MATERIAL FOR THE TASK:
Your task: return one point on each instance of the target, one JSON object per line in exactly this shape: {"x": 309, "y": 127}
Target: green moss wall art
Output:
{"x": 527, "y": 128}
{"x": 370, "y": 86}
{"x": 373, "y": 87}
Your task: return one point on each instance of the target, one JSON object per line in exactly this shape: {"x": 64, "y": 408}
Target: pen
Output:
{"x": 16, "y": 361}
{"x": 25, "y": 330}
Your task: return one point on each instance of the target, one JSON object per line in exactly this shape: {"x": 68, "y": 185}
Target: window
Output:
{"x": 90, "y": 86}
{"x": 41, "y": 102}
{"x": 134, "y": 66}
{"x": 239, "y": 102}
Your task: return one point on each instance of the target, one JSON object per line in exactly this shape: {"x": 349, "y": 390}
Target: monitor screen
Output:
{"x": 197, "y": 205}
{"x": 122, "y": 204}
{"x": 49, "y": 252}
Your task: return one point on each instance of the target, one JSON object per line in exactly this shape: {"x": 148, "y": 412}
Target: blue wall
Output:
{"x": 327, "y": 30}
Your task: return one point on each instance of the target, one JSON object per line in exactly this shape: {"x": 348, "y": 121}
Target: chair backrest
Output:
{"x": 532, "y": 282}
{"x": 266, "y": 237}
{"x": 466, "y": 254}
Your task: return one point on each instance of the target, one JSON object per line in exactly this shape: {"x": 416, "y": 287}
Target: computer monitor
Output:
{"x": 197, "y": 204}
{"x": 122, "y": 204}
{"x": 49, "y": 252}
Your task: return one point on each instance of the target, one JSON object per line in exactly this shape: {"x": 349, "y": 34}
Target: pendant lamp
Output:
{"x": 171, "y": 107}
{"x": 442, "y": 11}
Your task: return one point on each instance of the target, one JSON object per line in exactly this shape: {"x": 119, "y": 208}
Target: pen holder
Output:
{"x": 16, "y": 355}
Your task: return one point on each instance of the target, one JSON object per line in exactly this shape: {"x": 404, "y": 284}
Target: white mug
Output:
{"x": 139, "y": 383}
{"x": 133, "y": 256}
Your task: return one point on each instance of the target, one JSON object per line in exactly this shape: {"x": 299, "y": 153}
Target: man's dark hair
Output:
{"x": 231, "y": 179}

PROBLEM:
Repeat all the records. Match each line exactly.

FINAL RESULT:
Your task: return one point on each instance of the target, one JSON object per line in exactly this shape: {"x": 309, "y": 127}
Target: green moss wall art
Output:
{"x": 527, "y": 128}
{"x": 370, "y": 86}
{"x": 373, "y": 87}
Your task: return one point on each instance of the target, one JSON object per line in exactly this shape: {"x": 64, "y": 408}
Target: pen
Output:
{"x": 16, "y": 361}
{"x": 25, "y": 330}
Your task: return one point on each instance of the target, one JSON object per line in exactly this shape: {"x": 68, "y": 185}
Target: window
Output:
{"x": 90, "y": 86}
{"x": 41, "y": 102}
{"x": 134, "y": 66}
{"x": 239, "y": 102}
Your task: return one point on each instance of the target, one JSON object per line in exactly this shape: {"x": 349, "y": 390}
Target: monitor screen
Output:
{"x": 197, "y": 205}
{"x": 122, "y": 204}
{"x": 49, "y": 252}
Your task: return one point on each instance of the target, one JSON object per line in exactly this shape: {"x": 148, "y": 412}
Target: blue wall
Output:
{"x": 327, "y": 30}
Your task: return one point on each instance of the target, one JSON object per line in exactly this shape: {"x": 348, "y": 121}
Target: chair backrest
Output:
{"x": 532, "y": 282}
{"x": 266, "y": 237}
{"x": 466, "y": 254}
Your task: return one point on each instance of the target, one JSON object per line in exactly this shape: {"x": 416, "y": 287}
Target: computer monitor
Output:
{"x": 197, "y": 204}
{"x": 122, "y": 204}
{"x": 49, "y": 252}
Your task: return one point on each instance of the target, one JSON object per line in exactly this shape: {"x": 349, "y": 34}
Target: pendant lamp
Output:
{"x": 171, "y": 107}
{"x": 442, "y": 11}
Your task: return one point on each instance of the target, one JSON object per line in exactly this shape: {"x": 119, "y": 208}
Target: pen holder
Output:
{"x": 16, "y": 355}
Your task: return one point on each instance of the target, one JSON object per line in exactly this shape: {"x": 404, "y": 284}
Target: white mug
Output:
{"x": 139, "y": 383}
{"x": 133, "y": 256}
Your task: return one point on each instance of the target, one JSON object per line in exactly this shape: {"x": 299, "y": 153}
Target: man's dark hair
Output:
{"x": 231, "y": 179}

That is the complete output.